▶ _Stored data entries_
# # #

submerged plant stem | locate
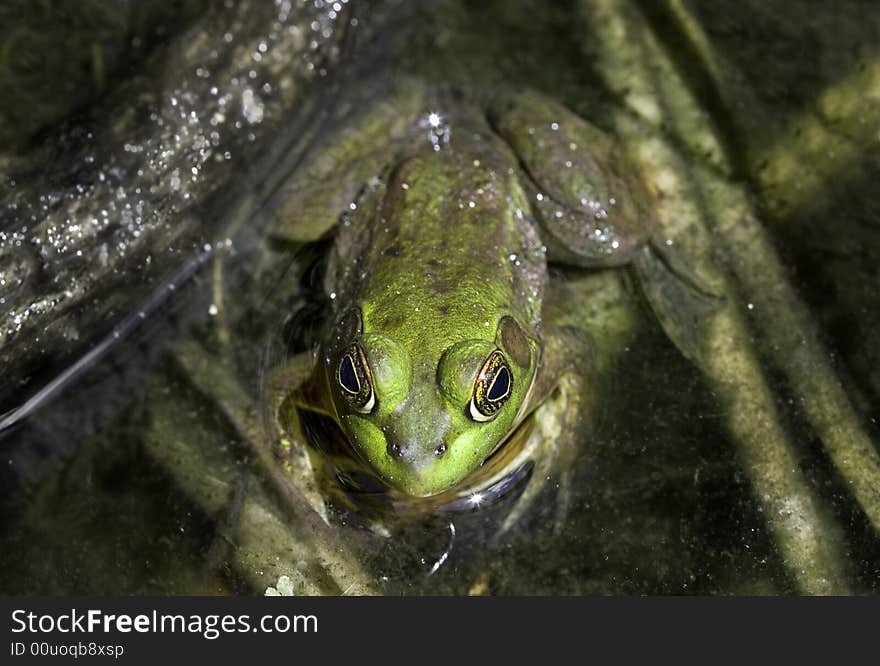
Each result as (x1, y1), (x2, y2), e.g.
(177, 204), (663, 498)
(651, 0), (880, 539)
(581, 0), (861, 593)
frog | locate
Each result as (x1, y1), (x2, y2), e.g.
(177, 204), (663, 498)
(267, 82), (713, 529)
(2, 0), (871, 597)
(137, 12), (874, 593)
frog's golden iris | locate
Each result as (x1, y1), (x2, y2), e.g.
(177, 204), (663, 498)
(336, 344), (375, 414)
(469, 350), (513, 422)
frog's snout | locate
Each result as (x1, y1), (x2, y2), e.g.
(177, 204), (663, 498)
(383, 430), (447, 465)
(386, 438), (448, 461)
(373, 430), (456, 497)
(340, 412), (462, 497)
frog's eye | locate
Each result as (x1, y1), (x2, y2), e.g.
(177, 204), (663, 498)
(468, 350), (513, 422)
(337, 344), (376, 414)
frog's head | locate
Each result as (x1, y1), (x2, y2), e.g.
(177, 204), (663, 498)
(324, 309), (539, 497)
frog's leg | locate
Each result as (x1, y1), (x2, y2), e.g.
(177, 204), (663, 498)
(629, 242), (720, 364)
(491, 91), (650, 266)
(497, 268), (643, 535)
(265, 351), (336, 523)
(498, 314), (592, 535)
(490, 91), (719, 363)
(496, 339), (587, 536)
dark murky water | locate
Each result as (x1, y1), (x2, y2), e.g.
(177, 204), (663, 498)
(1, 0), (878, 595)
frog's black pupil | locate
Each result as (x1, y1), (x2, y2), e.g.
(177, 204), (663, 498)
(488, 366), (510, 401)
(339, 354), (359, 393)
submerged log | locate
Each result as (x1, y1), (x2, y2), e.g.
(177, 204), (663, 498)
(0, 0), (404, 416)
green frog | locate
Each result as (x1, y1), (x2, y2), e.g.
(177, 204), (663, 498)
(270, 83), (709, 527)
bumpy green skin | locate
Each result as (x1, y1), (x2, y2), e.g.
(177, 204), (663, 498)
(294, 90), (653, 498)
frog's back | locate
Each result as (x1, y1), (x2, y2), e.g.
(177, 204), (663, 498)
(330, 132), (546, 356)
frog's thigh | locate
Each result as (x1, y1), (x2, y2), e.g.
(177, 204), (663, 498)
(268, 352), (339, 522)
(528, 146), (649, 269)
(268, 351), (325, 420)
(535, 201), (646, 269)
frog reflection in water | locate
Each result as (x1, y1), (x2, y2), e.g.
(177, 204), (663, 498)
(275, 87), (707, 524)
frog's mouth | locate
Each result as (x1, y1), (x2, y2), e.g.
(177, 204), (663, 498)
(295, 406), (538, 520)
(377, 412), (538, 517)
(430, 413), (538, 512)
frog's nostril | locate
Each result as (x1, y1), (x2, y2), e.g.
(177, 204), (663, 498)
(434, 443), (448, 458)
(387, 442), (404, 458)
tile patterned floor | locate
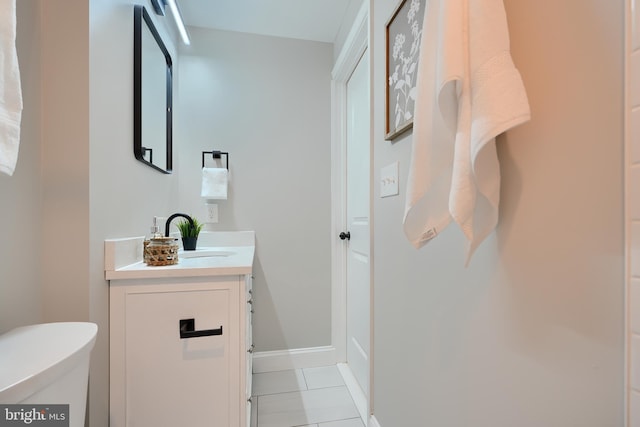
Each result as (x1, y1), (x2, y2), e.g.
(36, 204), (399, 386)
(251, 365), (364, 427)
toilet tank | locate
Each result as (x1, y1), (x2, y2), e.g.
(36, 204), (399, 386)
(0, 322), (98, 427)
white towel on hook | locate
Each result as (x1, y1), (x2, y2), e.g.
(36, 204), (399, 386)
(0, 0), (23, 176)
(403, 0), (465, 247)
(449, 0), (530, 265)
(201, 167), (228, 200)
(403, 0), (530, 265)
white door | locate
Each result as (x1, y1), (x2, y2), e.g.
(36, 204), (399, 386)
(343, 48), (370, 398)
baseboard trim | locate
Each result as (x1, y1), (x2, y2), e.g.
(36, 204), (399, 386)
(336, 363), (367, 422)
(252, 346), (336, 373)
(369, 415), (382, 427)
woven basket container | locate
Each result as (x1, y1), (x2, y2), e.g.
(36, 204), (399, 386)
(144, 237), (179, 266)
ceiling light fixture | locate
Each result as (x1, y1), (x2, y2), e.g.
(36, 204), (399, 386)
(150, 0), (191, 45)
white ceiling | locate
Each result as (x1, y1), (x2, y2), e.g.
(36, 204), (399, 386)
(179, 0), (357, 43)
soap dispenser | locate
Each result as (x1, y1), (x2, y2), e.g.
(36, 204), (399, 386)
(143, 217), (162, 263)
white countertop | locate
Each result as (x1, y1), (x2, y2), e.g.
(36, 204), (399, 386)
(105, 231), (255, 281)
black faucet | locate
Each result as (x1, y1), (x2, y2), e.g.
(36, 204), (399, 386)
(165, 213), (194, 237)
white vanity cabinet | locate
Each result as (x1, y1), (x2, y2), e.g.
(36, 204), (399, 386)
(105, 232), (255, 427)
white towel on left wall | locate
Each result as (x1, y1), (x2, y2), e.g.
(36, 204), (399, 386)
(0, 0), (23, 177)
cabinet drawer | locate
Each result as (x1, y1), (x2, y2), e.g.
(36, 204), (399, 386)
(125, 289), (236, 427)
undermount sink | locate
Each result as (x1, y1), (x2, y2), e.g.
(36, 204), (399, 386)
(179, 248), (235, 258)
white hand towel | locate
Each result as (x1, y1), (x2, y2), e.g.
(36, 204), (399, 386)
(448, 0), (530, 265)
(404, 0), (530, 264)
(0, 0), (23, 177)
(403, 0), (465, 247)
(201, 167), (228, 200)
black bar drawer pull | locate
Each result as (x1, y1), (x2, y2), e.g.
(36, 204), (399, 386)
(179, 318), (223, 339)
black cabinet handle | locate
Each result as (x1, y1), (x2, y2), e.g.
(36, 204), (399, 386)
(339, 231), (351, 240)
(179, 318), (223, 339)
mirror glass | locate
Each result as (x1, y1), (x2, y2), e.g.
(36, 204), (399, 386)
(134, 5), (173, 174)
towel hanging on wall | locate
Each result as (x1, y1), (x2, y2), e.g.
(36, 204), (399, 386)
(403, 0), (530, 264)
(0, 0), (23, 176)
(201, 167), (228, 200)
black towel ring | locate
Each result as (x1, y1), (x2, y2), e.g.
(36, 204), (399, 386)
(201, 150), (229, 169)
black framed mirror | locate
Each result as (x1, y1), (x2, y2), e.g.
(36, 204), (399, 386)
(134, 5), (173, 174)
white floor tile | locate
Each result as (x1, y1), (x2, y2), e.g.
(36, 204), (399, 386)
(257, 386), (359, 427)
(318, 418), (364, 427)
(303, 366), (345, 390)
(253, 369), (307, 396)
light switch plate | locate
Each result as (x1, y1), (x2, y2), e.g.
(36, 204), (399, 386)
(380, 161), (399, 198)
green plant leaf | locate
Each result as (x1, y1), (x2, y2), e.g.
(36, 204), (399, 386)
(176, 216), (204, 238)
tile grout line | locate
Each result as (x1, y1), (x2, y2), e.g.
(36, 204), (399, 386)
(259, 384), (352, 398)
(253, 367), (360, 427)
(254, 385), (358, 427)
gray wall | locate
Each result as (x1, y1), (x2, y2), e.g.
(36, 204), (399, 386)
(40, 0), (90, 325)
(371, 0), (624, 425)
(0, 0), (92, 330)
(0, 0), (43, 333)
(176, 27), (333, 352)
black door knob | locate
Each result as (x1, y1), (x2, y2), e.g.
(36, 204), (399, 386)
(339, 231), (351, 240)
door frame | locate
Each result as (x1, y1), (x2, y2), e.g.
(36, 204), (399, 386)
(330, 0), (371, 421)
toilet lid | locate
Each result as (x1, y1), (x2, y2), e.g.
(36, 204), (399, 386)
(0, 322), (97, 403)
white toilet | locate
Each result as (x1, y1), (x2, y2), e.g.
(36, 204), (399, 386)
(0, 322), (98, 427)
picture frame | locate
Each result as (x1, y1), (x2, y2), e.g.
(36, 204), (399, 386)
(385, 0), (426, 140)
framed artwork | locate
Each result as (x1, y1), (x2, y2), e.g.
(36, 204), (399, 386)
(385, 0), (426, 140)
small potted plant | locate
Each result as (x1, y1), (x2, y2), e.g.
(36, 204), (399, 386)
(176, 216), (203, 250)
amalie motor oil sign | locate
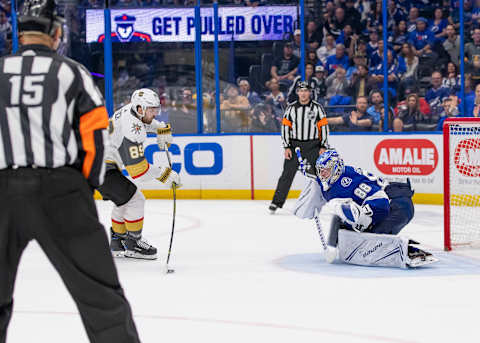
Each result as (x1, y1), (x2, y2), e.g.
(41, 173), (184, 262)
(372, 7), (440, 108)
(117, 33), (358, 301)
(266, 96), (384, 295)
(373, 139), (438, 175)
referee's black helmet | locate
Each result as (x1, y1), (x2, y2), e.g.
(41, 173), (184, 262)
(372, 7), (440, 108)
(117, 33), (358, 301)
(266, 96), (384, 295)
(18, 0), (64, 36)
(296, 81), (311, 91)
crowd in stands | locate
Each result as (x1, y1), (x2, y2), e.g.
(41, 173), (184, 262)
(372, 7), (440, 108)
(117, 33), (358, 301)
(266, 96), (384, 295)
(242, 0), (480, 133)
(3, 0), (478, 133)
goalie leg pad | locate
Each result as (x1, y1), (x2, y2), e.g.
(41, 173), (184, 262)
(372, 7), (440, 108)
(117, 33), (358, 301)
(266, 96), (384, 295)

# # #

▶ _Your objective_
The answer must be every line of the records that contains the word "water".

▶ _Answer below_
dark murky water | locate
frog reflection in water | locate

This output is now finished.